**Activity**
Whenever a line in the records below holds the string "halter", copy it out.

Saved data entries

────────────────────────────────────────

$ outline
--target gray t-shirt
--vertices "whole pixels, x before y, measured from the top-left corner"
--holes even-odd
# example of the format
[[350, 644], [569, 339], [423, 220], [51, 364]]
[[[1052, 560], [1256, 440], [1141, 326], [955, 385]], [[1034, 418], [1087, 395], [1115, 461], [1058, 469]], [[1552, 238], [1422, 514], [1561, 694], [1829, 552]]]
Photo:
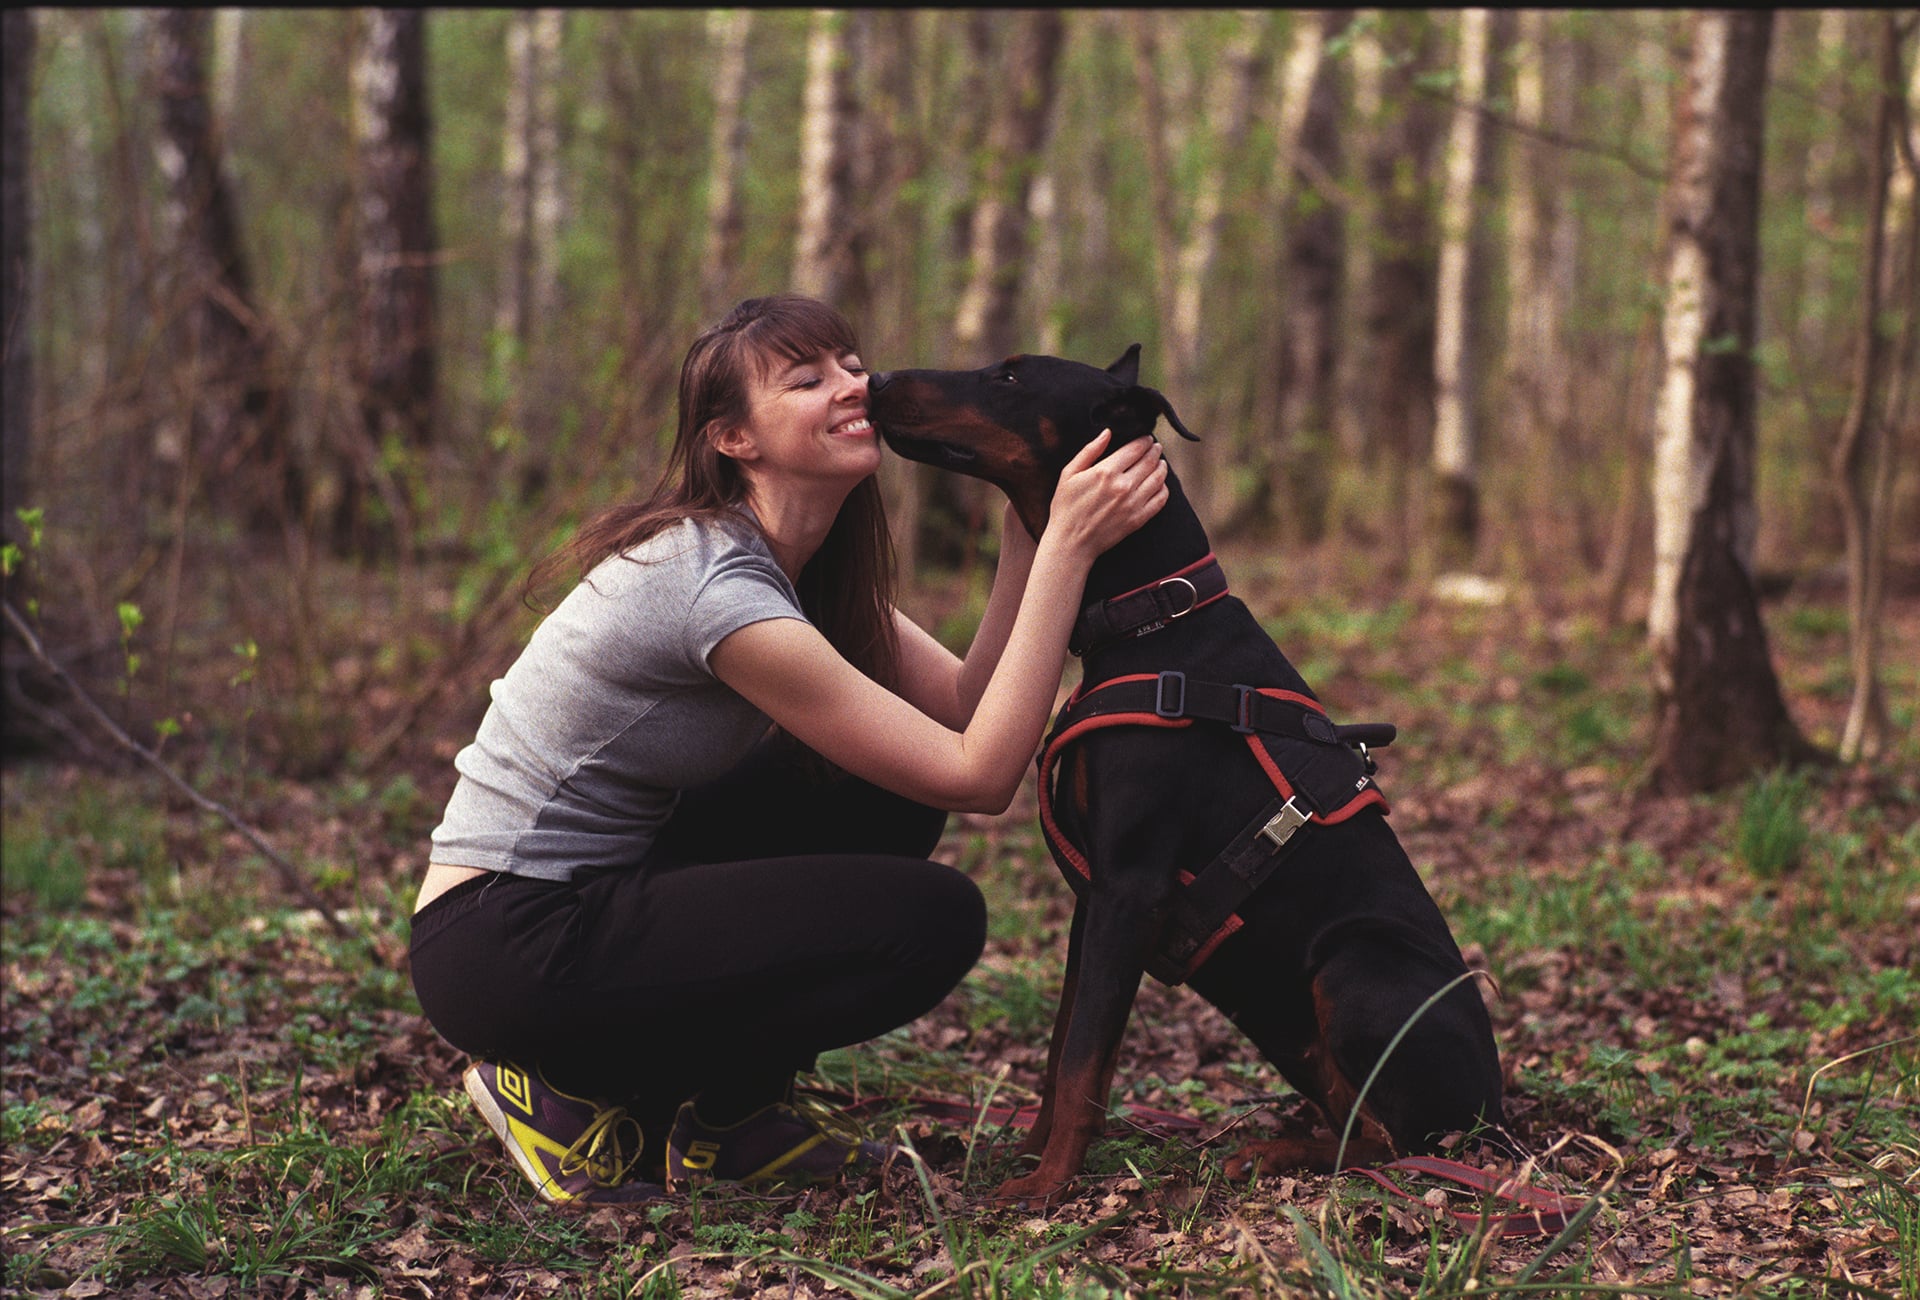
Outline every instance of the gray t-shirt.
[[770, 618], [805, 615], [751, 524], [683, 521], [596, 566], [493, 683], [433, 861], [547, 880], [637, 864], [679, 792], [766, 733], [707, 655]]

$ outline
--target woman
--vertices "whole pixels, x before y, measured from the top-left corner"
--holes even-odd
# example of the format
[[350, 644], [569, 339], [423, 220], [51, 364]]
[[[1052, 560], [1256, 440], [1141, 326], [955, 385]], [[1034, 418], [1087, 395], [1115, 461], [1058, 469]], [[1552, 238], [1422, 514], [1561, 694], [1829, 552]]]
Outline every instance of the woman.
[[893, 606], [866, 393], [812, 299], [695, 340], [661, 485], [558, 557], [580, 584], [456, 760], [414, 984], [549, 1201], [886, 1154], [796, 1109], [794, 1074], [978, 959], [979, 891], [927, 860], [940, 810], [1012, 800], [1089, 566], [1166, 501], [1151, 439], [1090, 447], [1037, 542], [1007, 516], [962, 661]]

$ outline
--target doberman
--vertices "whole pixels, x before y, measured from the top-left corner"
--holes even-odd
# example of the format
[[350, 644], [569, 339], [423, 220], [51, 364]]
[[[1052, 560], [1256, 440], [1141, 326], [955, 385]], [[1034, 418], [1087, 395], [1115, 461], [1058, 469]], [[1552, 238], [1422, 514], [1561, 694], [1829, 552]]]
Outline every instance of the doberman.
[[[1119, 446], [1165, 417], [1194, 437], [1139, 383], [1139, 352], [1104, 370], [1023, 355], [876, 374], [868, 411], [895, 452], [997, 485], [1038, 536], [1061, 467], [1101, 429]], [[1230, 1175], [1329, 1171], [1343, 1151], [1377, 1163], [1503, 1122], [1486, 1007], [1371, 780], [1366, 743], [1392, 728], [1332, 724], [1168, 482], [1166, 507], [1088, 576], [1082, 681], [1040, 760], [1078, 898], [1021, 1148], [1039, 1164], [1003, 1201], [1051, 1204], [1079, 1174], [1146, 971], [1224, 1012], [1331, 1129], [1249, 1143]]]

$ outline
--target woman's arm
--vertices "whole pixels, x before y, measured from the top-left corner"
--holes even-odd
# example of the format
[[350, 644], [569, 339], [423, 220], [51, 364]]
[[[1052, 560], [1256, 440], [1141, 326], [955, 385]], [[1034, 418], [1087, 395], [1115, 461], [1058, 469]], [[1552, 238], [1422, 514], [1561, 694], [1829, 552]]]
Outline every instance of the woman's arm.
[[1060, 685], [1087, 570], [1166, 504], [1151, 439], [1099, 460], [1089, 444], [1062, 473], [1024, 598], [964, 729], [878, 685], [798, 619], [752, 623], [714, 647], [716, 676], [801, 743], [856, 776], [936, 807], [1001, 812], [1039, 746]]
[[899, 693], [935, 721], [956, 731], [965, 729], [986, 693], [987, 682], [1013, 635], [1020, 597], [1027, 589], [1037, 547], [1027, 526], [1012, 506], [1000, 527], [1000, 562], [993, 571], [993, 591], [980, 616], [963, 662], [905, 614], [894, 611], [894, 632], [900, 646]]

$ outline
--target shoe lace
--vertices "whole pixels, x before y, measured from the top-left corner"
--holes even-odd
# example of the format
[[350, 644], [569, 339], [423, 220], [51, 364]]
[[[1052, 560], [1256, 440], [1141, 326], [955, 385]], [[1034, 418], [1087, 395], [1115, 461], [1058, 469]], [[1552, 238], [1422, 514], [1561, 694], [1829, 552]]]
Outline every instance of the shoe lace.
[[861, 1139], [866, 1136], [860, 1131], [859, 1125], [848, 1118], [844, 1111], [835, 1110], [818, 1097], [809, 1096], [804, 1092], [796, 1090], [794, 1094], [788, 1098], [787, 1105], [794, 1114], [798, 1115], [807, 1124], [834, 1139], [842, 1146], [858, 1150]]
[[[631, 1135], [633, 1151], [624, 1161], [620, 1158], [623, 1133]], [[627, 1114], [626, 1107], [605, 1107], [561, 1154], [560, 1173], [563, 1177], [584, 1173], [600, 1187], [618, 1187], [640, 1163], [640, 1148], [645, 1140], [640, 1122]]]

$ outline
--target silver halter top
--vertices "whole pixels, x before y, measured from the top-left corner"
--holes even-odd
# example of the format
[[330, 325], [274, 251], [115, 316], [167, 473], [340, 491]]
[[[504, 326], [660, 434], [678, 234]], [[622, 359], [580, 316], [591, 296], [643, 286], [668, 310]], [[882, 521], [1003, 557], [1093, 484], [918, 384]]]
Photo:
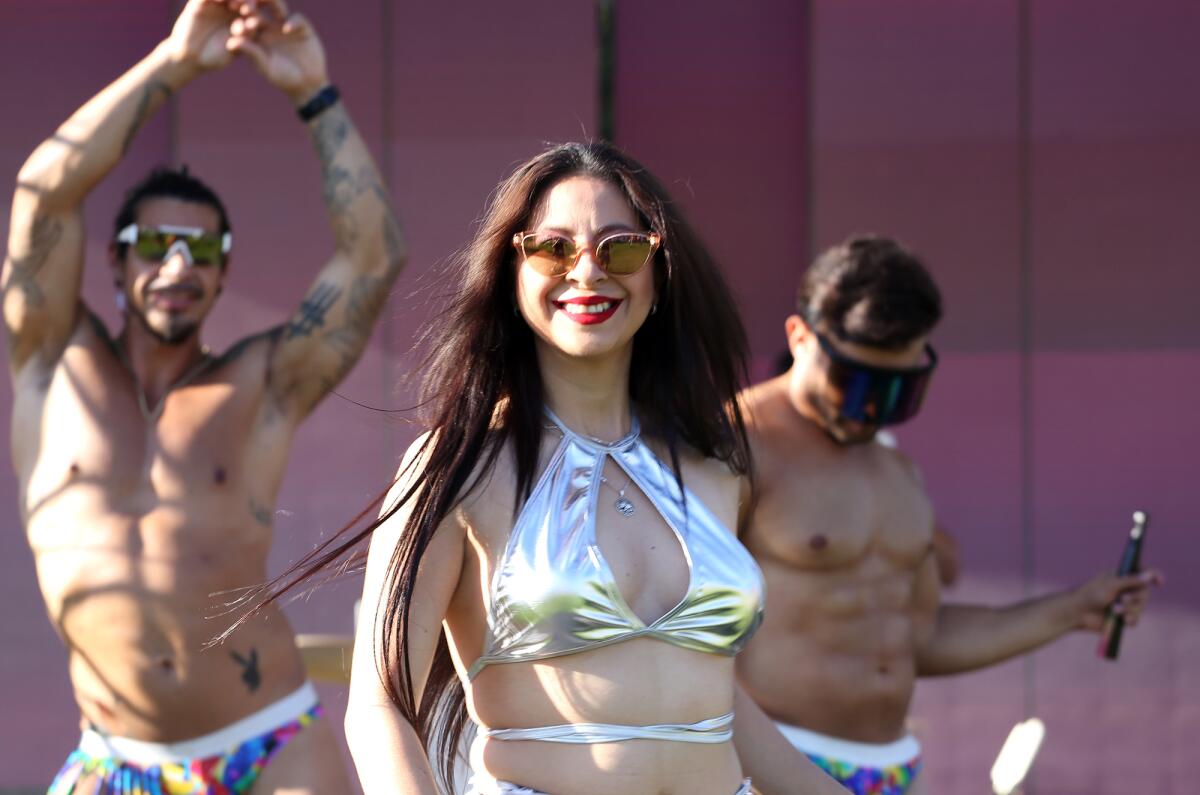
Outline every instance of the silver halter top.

────────────────────────────────────────

**Exercise result**
--target silver halter top
Outline every instance of the silver halter top.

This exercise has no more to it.